_Request_:
Answer these questions about the forum thread on guessing when the forum will reach 200,000 posts:
1. What is Buggy's guess?
2. What date does TheOldSalt guess?
3. Why does fish_doc pick Feb 14th?

_Supplied text_:
# Who wants to take a guess..



## Shaggy (Apr 29, 2005)

On when we hit 200,000 posts 

I say we will hit it on Febuary 04, 2009.

Guess away.


----------



## Buggy (Oct 17, 2006)

Ok, I'm not quite that optimistic. lol
With a few simple calculations I'm predicting it will take close to a year to get 9,000 more posts. So my guess is Halloween 2009.
I HOPE I'm wrong and we reach it long before then.


----------



## TheOldSalt (Jan 28, 2005)

Okay, I'll guess March 23rd.


----------



## justintrask (Jun 29, 2008)

i'm going to say Feb. 30th. 

March 4th.


----------



## fish_doc (Jan 31, 2005)

Feb 14th Valentines day --

WHY you ask?

Because everyone loves this place.


----------



## justintrask (Jun 29, 2008)

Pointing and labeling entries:
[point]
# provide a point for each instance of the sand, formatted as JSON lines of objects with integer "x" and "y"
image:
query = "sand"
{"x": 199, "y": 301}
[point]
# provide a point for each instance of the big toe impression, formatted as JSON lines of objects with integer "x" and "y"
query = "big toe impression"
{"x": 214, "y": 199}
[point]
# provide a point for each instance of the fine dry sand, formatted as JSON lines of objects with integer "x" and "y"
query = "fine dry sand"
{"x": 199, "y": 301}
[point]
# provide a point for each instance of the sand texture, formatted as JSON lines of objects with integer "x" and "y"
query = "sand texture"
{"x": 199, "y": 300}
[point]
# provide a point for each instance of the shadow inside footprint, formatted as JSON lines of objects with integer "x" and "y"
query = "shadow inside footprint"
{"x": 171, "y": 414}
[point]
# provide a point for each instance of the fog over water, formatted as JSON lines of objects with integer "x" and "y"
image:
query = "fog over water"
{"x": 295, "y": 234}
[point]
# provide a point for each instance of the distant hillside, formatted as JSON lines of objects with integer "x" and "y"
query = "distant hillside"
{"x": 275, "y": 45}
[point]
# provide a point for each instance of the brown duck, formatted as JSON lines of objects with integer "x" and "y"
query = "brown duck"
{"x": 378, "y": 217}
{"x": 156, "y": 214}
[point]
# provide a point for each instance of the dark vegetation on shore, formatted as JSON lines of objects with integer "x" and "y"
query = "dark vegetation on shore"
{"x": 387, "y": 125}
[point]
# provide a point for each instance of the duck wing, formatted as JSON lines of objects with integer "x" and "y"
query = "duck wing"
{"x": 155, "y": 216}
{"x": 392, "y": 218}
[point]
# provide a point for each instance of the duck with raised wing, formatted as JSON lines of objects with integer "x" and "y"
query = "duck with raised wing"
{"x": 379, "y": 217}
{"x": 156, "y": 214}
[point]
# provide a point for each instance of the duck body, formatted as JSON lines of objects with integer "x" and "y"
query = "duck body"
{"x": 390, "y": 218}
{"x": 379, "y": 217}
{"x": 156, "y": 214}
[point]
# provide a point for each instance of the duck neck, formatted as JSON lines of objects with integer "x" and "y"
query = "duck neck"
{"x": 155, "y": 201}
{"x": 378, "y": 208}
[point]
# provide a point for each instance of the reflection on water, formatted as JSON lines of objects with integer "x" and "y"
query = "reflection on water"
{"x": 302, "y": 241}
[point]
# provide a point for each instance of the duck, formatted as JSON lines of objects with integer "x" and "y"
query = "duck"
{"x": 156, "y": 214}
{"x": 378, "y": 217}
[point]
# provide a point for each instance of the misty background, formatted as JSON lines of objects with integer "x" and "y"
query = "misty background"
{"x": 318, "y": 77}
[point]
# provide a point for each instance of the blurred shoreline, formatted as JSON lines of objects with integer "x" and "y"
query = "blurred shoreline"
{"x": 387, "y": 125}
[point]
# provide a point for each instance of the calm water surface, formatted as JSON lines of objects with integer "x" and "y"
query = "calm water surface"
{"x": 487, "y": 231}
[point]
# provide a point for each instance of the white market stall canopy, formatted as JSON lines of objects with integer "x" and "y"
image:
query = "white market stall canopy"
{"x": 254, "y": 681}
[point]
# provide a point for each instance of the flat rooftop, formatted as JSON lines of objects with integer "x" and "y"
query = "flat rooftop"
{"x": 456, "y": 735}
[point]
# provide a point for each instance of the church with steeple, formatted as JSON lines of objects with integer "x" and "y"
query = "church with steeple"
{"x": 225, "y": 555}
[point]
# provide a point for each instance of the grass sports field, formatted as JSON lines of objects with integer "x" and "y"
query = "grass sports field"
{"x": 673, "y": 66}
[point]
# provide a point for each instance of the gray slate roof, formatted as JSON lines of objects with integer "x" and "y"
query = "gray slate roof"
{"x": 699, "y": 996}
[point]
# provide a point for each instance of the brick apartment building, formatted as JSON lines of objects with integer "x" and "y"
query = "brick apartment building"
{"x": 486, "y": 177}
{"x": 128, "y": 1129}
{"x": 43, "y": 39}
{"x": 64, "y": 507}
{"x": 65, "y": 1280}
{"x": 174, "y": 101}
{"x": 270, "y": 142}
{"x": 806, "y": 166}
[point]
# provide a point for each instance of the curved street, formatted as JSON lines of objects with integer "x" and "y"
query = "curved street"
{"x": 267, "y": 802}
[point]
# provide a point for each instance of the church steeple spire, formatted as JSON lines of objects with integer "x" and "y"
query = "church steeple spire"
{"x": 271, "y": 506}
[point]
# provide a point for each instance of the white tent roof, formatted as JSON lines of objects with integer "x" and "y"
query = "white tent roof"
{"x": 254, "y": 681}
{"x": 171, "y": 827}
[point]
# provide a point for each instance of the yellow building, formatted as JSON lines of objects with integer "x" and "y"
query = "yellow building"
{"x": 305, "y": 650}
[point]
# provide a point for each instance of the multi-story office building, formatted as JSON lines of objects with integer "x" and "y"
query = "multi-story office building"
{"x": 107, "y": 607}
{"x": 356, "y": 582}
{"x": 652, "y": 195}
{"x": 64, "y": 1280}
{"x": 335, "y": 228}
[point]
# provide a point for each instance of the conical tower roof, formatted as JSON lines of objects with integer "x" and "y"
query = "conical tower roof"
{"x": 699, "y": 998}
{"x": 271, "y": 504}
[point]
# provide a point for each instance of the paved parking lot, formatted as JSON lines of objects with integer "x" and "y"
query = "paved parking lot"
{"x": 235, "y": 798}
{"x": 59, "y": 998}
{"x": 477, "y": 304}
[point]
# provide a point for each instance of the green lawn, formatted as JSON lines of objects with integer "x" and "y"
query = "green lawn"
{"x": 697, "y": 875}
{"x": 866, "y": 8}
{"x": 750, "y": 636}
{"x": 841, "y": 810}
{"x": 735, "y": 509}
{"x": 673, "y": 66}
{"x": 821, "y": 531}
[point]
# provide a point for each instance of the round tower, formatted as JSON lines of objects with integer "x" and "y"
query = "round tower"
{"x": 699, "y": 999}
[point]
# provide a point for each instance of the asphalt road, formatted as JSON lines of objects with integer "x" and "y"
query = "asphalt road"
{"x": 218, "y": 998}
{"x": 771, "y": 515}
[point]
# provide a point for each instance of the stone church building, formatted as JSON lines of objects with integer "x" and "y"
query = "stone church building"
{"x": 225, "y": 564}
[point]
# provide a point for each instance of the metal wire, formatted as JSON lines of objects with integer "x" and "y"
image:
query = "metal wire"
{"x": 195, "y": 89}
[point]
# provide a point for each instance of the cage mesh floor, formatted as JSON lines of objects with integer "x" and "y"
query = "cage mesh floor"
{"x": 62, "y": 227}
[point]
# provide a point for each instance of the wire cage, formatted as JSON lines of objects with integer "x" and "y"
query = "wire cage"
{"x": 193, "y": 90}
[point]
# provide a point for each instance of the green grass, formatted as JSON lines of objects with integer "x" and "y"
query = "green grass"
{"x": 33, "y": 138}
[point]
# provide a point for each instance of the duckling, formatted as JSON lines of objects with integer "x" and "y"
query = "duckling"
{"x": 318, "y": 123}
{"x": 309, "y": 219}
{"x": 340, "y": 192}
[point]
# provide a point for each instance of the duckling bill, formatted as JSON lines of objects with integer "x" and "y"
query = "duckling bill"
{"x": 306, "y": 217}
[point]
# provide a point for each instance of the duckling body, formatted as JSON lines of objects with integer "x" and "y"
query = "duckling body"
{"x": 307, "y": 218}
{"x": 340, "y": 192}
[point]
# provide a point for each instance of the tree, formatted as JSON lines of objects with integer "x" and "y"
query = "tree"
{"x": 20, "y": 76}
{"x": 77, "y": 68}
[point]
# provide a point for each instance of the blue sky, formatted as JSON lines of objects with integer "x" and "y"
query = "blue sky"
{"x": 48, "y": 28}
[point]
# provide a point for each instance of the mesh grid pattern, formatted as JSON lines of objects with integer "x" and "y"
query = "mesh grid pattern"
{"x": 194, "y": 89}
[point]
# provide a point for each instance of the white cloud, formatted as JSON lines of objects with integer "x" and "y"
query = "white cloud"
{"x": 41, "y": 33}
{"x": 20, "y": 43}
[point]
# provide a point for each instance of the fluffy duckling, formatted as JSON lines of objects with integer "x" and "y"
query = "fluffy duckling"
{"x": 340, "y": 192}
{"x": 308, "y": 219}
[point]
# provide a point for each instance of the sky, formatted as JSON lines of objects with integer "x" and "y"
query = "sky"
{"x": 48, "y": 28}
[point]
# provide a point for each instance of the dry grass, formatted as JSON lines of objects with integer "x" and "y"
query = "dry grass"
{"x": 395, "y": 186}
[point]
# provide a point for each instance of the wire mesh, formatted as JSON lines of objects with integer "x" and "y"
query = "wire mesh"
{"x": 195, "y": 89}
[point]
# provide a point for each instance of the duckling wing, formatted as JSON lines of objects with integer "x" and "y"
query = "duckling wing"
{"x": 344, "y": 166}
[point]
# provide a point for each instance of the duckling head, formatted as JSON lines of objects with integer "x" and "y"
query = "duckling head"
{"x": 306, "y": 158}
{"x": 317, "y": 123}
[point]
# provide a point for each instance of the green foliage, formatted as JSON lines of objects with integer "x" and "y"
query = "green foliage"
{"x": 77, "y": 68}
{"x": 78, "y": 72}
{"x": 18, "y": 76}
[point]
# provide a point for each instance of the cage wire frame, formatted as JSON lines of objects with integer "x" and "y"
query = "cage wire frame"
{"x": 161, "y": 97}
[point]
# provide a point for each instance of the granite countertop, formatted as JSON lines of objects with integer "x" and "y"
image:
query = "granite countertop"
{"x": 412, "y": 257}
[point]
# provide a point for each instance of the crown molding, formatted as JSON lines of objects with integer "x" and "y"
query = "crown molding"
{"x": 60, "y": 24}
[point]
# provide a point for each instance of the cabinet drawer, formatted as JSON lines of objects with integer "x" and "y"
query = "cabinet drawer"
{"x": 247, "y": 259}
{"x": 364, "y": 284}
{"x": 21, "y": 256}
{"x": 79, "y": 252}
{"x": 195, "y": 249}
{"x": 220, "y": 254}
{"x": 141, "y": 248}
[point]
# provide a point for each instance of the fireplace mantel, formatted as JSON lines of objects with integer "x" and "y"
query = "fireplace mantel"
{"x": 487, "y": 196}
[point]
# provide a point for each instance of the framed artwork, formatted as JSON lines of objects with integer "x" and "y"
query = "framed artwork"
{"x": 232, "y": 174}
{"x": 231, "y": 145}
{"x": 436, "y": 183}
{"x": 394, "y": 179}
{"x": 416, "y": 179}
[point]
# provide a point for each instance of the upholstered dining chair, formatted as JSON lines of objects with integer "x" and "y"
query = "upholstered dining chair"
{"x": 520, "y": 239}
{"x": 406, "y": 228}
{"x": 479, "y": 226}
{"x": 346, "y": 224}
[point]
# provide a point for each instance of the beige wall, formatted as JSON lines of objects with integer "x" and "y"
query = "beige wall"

_Finished exercise_:
1. Halloween 2009.
2. March 23rd.
3. Because everyone loves this place.